What this task involves: Revise the records from the line containing "Each instance of the stone step" through the end of the records, substituting "leafy tree" for "green tree" and leaving everything else unchanged; give only those lines.

Information shown:

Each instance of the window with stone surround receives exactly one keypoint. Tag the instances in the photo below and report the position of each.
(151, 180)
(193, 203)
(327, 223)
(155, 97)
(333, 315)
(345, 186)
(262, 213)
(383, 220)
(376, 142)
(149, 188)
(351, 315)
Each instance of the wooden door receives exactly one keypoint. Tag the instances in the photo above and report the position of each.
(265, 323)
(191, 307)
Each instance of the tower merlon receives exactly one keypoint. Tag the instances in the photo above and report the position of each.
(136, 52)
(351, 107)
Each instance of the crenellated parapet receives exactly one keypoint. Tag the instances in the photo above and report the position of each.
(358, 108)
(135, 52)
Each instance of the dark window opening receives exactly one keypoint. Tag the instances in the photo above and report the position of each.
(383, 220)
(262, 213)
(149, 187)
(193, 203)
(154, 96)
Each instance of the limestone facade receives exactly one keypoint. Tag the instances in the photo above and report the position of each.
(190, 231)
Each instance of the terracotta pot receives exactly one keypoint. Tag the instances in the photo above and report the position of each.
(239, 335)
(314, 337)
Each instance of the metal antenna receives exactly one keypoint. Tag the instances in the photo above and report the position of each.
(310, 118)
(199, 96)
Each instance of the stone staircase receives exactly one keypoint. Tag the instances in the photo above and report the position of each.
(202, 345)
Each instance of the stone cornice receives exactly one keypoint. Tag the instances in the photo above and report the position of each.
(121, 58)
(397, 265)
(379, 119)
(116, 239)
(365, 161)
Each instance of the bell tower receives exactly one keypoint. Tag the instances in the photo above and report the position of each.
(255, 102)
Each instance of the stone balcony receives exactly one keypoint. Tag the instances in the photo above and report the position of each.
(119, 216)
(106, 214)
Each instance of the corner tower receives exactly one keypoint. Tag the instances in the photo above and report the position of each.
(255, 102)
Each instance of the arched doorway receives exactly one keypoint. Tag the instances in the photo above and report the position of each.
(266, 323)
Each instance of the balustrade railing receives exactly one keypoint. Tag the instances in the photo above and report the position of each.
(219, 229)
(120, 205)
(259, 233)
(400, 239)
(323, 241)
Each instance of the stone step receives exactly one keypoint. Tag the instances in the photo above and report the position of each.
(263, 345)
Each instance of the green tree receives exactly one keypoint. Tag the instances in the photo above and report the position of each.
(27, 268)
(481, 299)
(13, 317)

Task response:
Each instance of the stone step receives exactly one keypoint. Tag the instances in the photo above and report the position of each.
(263, 345)
Each instance of the leafy tree receives exactly one keypoint. Tag the instances in the photo above and report the position of each.
(27, 268)
(481, 299)
(13, 317)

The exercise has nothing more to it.